- **The task**: Find the line that contains "Task: annotate the green leaf.". Copy it and every line after it to the end of the material below, exactly, with no pictures.

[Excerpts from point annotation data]
▼▼▼

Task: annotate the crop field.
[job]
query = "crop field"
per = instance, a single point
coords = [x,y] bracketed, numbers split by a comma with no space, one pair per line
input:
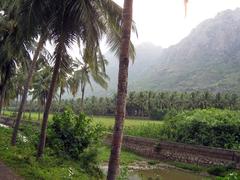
[133,127]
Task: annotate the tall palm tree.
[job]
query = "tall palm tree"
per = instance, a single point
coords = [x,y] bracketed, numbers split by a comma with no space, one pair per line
[83,76]
[72,21]
[32,27]
[113,166]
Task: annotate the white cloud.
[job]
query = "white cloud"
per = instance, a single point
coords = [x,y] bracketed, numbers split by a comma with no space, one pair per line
[162,22]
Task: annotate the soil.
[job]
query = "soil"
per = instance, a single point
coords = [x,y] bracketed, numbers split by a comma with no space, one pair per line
[7,174]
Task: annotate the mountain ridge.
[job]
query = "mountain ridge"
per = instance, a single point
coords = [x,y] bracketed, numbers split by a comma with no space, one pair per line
[207,59]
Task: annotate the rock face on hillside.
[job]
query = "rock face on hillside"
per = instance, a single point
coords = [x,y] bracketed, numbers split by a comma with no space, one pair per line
[209,58]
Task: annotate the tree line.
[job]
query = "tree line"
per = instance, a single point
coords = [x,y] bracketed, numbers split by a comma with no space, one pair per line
[155,104]
[145,104]
[26,66]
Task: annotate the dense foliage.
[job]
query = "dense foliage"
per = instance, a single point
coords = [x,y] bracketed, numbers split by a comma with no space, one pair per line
[22,159]
[71,135]
[210,127]
[148,104]
[155,105]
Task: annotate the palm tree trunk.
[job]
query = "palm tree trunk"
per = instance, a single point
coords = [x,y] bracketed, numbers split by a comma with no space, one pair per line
[113,166]
[60,100]
[82,100]
[49,101]
[25,91]
[2,100]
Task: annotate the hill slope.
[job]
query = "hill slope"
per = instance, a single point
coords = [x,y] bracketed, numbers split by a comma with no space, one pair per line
[209,58]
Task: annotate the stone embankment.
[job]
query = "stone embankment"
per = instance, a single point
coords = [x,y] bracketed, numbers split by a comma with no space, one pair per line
[164,150]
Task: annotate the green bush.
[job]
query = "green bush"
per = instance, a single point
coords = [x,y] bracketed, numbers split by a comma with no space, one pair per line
[212,127]
[230,176]
[218,170]
[72,135]
[157,114]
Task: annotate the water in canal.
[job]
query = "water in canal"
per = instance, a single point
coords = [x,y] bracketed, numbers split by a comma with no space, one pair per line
[164,174]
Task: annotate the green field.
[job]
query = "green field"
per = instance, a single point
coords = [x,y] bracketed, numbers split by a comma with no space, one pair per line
[23,161]
[134,127]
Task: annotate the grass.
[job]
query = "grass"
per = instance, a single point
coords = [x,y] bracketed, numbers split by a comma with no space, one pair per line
[23,161]
[126,156]
[133,127]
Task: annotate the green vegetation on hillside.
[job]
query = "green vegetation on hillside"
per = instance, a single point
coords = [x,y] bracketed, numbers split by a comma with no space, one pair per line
[212,127]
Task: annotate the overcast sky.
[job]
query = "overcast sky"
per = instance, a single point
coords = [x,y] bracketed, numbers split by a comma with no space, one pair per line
[163,22]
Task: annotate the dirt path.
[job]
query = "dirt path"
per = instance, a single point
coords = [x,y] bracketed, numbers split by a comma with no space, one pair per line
[7,174]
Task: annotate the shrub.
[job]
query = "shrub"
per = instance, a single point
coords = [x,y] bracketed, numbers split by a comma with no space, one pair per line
[71,135]
[217,170]
[212,127]
[230,176]
[158,114]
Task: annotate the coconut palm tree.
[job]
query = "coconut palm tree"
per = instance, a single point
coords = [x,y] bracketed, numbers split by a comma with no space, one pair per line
[113,166]
[32,27]
[73,21]
[14,52]
[83,76]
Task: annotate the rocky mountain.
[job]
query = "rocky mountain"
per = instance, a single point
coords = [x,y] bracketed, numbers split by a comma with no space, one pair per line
[209,58]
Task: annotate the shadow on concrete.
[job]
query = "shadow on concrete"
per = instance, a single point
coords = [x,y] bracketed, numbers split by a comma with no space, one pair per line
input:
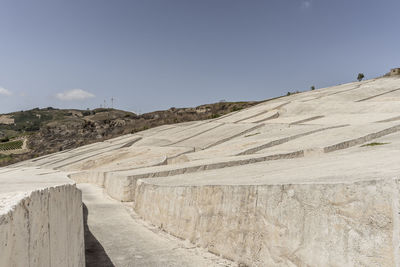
[95,254]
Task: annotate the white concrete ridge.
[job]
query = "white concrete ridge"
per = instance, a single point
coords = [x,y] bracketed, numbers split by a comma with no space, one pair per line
[40,219]
[311,179]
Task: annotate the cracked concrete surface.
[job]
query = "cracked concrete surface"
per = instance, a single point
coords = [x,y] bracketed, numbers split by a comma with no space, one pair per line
[283,183]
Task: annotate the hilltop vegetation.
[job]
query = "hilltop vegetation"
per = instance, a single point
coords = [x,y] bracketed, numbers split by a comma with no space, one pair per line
[50,130]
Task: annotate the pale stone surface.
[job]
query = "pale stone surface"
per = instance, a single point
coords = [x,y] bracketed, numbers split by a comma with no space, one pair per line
[40,220]
[284,183]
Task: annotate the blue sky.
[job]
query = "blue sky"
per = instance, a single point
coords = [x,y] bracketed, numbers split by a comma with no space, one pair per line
[156,54]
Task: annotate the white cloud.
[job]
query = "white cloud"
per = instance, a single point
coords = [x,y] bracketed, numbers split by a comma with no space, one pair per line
[74,94]
[306,4]
[4,91]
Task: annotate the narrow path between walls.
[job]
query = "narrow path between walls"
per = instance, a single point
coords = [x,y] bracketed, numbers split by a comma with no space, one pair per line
[114,236]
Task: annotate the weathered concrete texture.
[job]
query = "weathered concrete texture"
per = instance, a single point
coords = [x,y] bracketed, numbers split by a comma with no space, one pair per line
[43,228]
[282,225]
[131,242]
[310,179]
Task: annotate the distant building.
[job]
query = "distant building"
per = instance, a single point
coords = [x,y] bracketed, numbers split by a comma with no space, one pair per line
[395,71]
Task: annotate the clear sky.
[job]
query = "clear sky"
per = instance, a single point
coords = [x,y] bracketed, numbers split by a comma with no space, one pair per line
[157,54]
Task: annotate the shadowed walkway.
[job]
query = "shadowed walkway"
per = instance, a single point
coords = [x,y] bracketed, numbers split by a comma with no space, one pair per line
[114,238]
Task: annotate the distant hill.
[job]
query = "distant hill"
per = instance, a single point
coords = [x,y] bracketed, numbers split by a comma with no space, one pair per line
[50,130]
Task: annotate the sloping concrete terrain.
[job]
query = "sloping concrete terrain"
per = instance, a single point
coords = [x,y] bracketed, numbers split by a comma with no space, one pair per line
[310,179]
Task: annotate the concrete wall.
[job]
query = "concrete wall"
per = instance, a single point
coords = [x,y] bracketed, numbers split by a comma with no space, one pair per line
[44,229]
[342,224]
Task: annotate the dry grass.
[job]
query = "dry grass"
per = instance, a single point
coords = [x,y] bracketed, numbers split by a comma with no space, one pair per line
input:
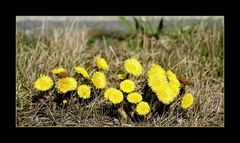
[197,56]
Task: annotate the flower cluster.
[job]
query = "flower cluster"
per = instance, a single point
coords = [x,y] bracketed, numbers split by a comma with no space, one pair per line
[163,84]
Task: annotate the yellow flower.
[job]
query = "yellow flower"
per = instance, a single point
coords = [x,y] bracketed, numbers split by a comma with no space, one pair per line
[108,92]
[134,97]
[82,71]
[143,108]
[43,83]
[115,96]
[187,100]
[133,67]
[164,84]
[84,91]
[58,70]
[101,63]
[164,96]
[99,80]
[66,84]
[64,101]
[121,76]
[127,86]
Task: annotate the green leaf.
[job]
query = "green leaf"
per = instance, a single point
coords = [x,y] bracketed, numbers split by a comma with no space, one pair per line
[127,23]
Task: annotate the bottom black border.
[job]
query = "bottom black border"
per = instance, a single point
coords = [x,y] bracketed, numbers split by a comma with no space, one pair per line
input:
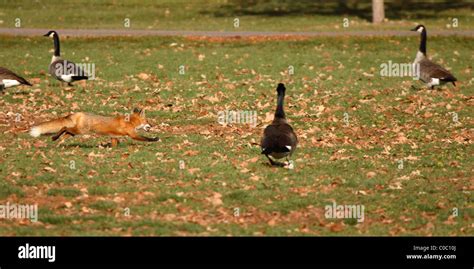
[243,250]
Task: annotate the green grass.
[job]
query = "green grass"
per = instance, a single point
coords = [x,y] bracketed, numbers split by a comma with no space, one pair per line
[218,15]
[139,189]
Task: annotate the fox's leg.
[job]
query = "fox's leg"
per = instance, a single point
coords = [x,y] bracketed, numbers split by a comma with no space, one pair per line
[65,130]
[138,137]
[58,134]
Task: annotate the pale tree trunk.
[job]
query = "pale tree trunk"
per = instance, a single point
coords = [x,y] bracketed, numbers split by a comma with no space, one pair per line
[378,12]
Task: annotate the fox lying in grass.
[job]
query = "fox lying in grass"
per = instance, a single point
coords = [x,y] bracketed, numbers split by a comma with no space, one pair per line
[83,123]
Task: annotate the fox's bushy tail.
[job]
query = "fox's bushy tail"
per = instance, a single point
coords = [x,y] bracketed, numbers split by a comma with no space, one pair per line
[50,127]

▲▲▲

- **Solution**:
Task: annotate the green leaf.
[job]
query = "green leaf"
per = instance, a single point
coords = [x,y] bracketed, numbers split by a comma with no space, one pair per line
[127,23]
Task: annotate the bottom black border.
[job]
query = "bottom black border"
per = instance, a single point
coords = [x,y] bracketed, numbers split by a comma with no space, one pair per line
input:
[243,250]
Task: annotate the green grass.
[job]
query = "green grass"
per = instance, a single point
coords = [x,y] bracketed, numbers split by a comma with no space, one pair per line
[218,15]
[139,189]
Task: annotate the fox's leg.
[job]
query = "fox's leg"
per = instance, a single point
coords = [x,y] bracketed, numbers split by a comma with no space, one pair per line
[65,130]
[138,137]
[58,134]
Task: annotate the pale tree trunk.
[job]
query = "pale tree trunk"
per = instance, a single point
coords = [x,y] bracketed, numbers split by a comma with no space, one pair per line
[378,12]
Task: annotate the fox lying in grass.
[job]
query = "fox lying in grass"
per = instance, a single point
coords = [x,y] bracketed, numbers split by a comma with no space, one pair per line
[83,123]
Task: annotate the fox's bushy tail.
[job]
query = "fox's bushy tail"
per = instance, a single point
coords = [x,y] bracketed, numbers split by a comma with no space, one pair per line
[50,127]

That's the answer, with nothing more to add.